++++ Ausgewählter Auszug
Rz. 70
Beispiel 3
Der Erblasser war deutscher Staatsangehöriger. Er lebte zuletzt mit seiner Familie in Kalifornien, wo er bei einem Luftfahrzeughersteller in der Flugzeugtechnik tätig war. Vor einigen Jahren hatte er mit seiner Schwester den Großvater beerbt. Der Nachlass enthielt ein in Laatzen belegenes Mietshaus und ein Ferienhaus auf Mallorca. Zwei Jahre vor dem Tod des Erblassers hatten beide zwei Wohnungen aus dem Mietshaus an die Schwester und das Ferienhaus in Mallorca an den Erblasser jeweils zu Alleineigentum übertragen. In Bezug auf die übrigen Mietswohnungen besteht die Erbengemeinschaft fort.
++++++++
++++ Bereitgestellte Daten
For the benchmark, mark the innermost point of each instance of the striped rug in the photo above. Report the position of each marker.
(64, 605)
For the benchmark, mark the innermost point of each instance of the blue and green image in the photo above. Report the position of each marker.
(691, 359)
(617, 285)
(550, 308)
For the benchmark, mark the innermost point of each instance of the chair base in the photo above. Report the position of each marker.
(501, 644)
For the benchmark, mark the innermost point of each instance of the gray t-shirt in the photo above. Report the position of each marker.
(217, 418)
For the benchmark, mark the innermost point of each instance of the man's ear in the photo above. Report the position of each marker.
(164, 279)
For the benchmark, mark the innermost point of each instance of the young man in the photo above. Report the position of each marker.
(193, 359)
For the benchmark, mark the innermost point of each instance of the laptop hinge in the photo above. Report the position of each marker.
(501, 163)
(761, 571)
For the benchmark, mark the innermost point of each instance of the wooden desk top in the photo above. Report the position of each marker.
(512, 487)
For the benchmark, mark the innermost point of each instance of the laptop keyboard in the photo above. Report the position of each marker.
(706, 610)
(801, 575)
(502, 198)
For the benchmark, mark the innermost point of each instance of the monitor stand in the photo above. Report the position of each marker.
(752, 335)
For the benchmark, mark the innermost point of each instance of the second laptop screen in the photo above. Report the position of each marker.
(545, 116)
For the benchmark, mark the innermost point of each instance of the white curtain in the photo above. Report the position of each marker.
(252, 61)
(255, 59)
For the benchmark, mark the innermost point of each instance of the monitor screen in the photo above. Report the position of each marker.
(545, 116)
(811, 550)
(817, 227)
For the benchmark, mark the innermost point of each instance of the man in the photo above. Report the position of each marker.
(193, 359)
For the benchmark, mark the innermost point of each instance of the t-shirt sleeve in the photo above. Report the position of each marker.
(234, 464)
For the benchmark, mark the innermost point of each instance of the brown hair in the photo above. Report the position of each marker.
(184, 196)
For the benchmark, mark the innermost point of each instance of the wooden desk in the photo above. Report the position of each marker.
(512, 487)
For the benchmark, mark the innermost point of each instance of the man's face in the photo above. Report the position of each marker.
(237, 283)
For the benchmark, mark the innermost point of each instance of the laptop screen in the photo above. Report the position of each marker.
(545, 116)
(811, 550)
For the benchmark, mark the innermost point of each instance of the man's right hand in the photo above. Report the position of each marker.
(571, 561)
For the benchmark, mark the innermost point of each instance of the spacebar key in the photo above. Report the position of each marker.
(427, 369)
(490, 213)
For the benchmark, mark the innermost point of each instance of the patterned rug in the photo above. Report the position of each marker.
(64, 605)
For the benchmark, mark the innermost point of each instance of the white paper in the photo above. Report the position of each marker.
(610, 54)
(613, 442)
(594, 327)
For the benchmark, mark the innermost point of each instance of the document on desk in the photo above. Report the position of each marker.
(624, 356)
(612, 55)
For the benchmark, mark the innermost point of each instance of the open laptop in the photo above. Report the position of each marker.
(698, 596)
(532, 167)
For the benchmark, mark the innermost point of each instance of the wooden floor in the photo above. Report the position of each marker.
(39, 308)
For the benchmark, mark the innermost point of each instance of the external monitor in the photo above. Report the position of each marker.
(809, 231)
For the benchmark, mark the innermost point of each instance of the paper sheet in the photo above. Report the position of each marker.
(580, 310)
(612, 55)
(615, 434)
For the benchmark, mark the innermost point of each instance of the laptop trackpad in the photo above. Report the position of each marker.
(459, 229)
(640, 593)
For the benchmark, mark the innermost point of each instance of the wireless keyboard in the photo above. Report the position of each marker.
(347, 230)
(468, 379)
++++++++
## Die Aufgabe
Prüfen Sie, ob die folgenden Aussagen mit dem Auszug zum Erbfall übereinstimmen, und antworten Sie jeweils mit Ja oder Nein samt den ausschlaggebenden Worten des Auszugs als wörtlichem Zitat.
1. Der Erblasser lebte zuletzt in Kalifornien.
2. Das Ferienhaus auf Mallorca wurde der Schwester zu Alleineigentum übertragen.
3. Hinsichtlich der übrigen Mietswohnungen ist die Erbengemeinschaft aufgelöst.

## Antwortfeld
1. Ja: „Er lebte zuletzt mit seiner Familie in Kalifornien“
2. Nein: „das Ferienhaus in Mallorca an den Erblasser jeweils zu Alleineigentum übertragen“
3. Nein: „In Bezug auf die übrigen Mietswohnungen besteht die Erbengemeinschaft fort.“